◆ Natural-language object grounding data ◆
== Segment start ==

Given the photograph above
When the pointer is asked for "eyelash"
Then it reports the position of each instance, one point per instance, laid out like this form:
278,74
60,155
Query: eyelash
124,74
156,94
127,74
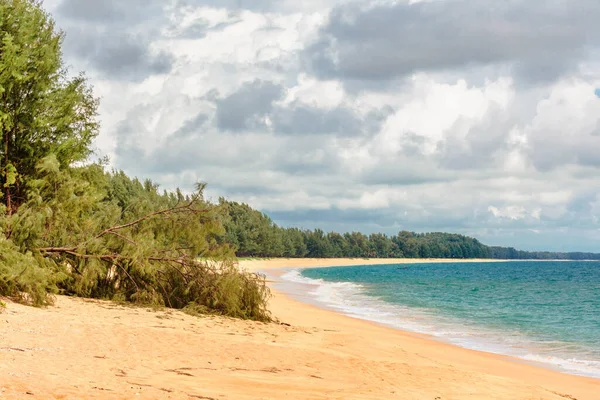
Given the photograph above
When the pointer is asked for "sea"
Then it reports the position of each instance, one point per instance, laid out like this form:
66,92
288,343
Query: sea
545,313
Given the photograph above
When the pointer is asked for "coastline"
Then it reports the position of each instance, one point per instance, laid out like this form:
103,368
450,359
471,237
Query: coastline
502,366
101,350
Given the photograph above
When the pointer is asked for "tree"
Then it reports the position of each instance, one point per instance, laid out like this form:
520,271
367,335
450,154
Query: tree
42,110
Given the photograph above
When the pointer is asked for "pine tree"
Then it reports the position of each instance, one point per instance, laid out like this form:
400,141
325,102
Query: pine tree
42,110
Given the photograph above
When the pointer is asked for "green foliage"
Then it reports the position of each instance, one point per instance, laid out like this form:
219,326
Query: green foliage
253,234
42,111
22,279
117,238
80,230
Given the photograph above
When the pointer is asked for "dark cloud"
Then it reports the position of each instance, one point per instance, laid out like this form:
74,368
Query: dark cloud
246,108
119,56
302,119
390,41
115,38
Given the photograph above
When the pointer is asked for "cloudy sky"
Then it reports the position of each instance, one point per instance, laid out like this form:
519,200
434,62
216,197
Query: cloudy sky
480,117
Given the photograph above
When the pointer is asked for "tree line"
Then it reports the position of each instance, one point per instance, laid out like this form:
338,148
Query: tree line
75,228
253,234
68,226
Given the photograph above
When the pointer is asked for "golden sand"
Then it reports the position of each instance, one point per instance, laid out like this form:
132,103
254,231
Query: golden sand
83,349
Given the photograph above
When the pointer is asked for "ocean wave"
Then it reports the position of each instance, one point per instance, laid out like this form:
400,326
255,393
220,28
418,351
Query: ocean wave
352,299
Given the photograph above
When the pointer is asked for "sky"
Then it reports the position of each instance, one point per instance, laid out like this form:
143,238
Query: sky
479,117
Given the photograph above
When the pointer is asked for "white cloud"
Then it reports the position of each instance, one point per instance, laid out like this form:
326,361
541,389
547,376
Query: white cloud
464,147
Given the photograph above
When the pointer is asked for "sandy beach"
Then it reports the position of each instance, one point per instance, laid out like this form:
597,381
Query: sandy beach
95,349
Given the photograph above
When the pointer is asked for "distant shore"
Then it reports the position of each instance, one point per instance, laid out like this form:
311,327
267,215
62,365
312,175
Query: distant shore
258,264
101,350
460,372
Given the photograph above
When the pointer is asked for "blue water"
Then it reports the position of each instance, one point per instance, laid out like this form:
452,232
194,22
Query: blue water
544,312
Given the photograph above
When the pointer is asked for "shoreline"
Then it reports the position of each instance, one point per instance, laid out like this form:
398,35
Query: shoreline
93,349
277,267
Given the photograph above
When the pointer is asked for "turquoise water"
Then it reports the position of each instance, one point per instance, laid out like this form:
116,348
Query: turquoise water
544,312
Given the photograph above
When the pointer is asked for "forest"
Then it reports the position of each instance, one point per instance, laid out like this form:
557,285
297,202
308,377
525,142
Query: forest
74,227
253,234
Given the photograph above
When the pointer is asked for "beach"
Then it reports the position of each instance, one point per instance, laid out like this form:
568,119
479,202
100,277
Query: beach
95,349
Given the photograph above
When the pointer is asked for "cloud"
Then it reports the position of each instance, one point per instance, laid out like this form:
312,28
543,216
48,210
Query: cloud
385,41
446,115
246,108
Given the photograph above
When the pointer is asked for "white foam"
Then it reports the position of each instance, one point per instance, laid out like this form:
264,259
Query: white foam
351,299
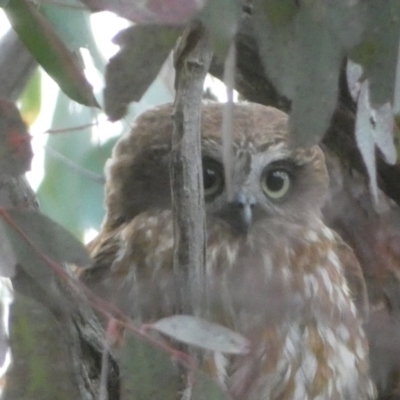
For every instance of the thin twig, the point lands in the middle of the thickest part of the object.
(192, 60)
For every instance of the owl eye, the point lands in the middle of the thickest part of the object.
(213, 178)
(276, 182)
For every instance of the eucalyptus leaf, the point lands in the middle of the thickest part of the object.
(374, 127)
(201, 333)
(302, 56)
(49, 238)
(131, 71)
(49, 50)
(222, 30)
(171, 12)
(70, 20)
(378, 52)
(146, 372)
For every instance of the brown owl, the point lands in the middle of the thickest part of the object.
(277, 274)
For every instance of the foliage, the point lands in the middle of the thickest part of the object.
(303, 46)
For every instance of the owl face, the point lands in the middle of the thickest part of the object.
(270, 180)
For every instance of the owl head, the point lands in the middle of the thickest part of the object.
(270, 179)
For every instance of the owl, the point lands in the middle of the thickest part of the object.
(275, 272)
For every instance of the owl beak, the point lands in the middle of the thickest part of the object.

== Segment end ==

◆ TASK STATEMENT ◆
The pictures in the data should be omitted, and every remaining line set down exactly.

◆ ANSWER SPACE ◆
Given the photograph above
When the pointer is asked for "eyelash"
Then it reports the position of each instance, one point per instance, laid out like this form:
278,74
60,155
Query: eyelash
124,74
156,94
127,74
Given the photograph above
When the pointer is asked for "sea"
Then it reports the position of each instance, one point per instance, laid out like this form:
66,92
288,343
Query: sea
545,313
Given the photograph above
When the pointer is asked for "coastline"
Then it reports the position of each instance, one point per instance, laid out like this form:
103,368
450,359
471,237
Query: coastline
502,366
101,350
Given the photograph above
When the pointer is asked for "tree"
Then it reports the position of each instance, one point per instance, laid out like this form:
520,271
367,335
450,154
Query: tree
42,110
Given the photograph above
When the pointer is asked for "pine tree"
Then it reports the position of each instance, one point per instance, laid out like this form:
400,141
325,102
Query: pine tree
42,110
Given the photograph above
When the pointer is asked for "green foliage"
Then it reports the position of each instance, one point per instance, laid out like this form:
219,326
Query: green foliage
253,234
42,111
22,279
117,238
80,230
Given the photograph above
When the pointer is asked for "dark cloud"
Then it reports the position of each instance, one point per instance, laid out like this form:
74,368
Query: dark cloud
246,108
119,56
302,119
390,41
115,38
Given the photograph above
When the pointer is asked for "cloudy sky"
Then it reports the position of each instance, one point per instance, laid out like this form:
519,200
434,62
216,197
Query: cloudy sky
480,117
Given the photograph above
When the pointer is asked for "tree line"
Then it reports the position of each instance, one point per instance, laid out like this form:
338,148
Query: tree line
75,228
253,234
68,226
Given the photograph above
When the pointer is asked for "golden sand"
Then it reports the position of each instance, one point per instance, laid out like this form:
132,103
254,231
Query: golden sand
83,349
Given the photograph above
When the pointer is asked for "ocean wave"
Then it reports the position of each instance, one point per instance, laid out like this form:
400,326
255,393
220,28
418,351
Query: ocean wave
352,299
Given the photograph above
When the pointer is asked for "sky"
Then it reports the position of each instance, one point per instance, laid out like this form:
143,238
Query: sky
479,117
Given the photograph above
When the pointer is asked for "white cloud"
Then it reports the position of each instance, one point per instance, laid out like this form:
326,361
541,389
547,376
Query: white cloud
464,147
Given the photograph above
When the pointer is asked for "sandy beach"
Then it reports the position of each instance, one point per instance, laid out like this form:
597,381
Query: sandy beach
95,349
Given the photograph above
When the pointer is asked for "distant shore"
Then it reports the position of each instance, one point per instance, laid out like this form:
311,327
267,215
62,365
312,175
Query: distant shore
258,264
101,350
460,372
Given the photograph above
When the pointer is asked for "blue water"
Then it reports the position of each instance, one point per instance, laid out like this form:
452,232
194,22
Query: blue water
544,312
Given the photograph above
When the pointer is asked for "shoreline"
Then it reports the position of each instance, one point per instance, laid out like this form:
398,35
Query: shoreline
93,349
277,267
Given the photograph above
When the pointer is asked for "turquoise water"
Then it reports the position of each instance, one point per instance, laid out like this form:
116,348
Query: turquoise water
544,312
Given the photograph above
When the pointer is asked for "forest"
Then it reports the position of each instance, one point per instance, laid out like this form:
557,285
297,202
308,377
525,142
Query: forest
74,227
253,234
Given the photograph above
When the pointer is asked for "beach"
Then it reports the position of each instance, one point per instance, laid out like this form:
568,119
479,202
100,277
Query: beach
95,349
Given the photograph above
When the pointer is asked for "cloud"
Then it reports the position of each instance, one point per instance, laid out like this form:
312,28
543,216
48,210
Query: cloud
385,41
446,115
246,108
Given the photograph above
When the pointer is asked for "white foam"
Then it reports the position of each instance, one point per instance, laid out like this form:
264,259
Query: white foam
351,299
For every instance of the thin twig, the point lands in the middle of the thickest part of the object.
(192, 60)
For every instance of the owl eye, the point lands in the middle of the thickest part of the object.
(213, 178)
(276, 182)
For every instance of the eucalyptus leaf, the point lands in the middle of the thickest part of the object.
(374, 127)
(201, 333)
(302, 56)
(49, 238)
(131, 71)
(49, 50)
(222, 30)
(171, 12)
(70, 20)
(378, 52)
(146, 372)
For every instance of the brown owl, the point lands in the middle of the thickest part of the object.
(277, 274)
For every instance of the foliage, the point lands in the middle of the thickest part of the object.
(303, 46)
For every instance of the owl face, the point lands in the middle of the thickest part of the object.
(270, 180)
For every instance of the owl head, the point lands in the middle of the thickest part of the object.
(270, 179)
For every instance of the owl, the point lands in the middle of the thickest part of the object.
(275, 272)
For every instance of the owl beak, the point lands in the middle of the thickest part of the object.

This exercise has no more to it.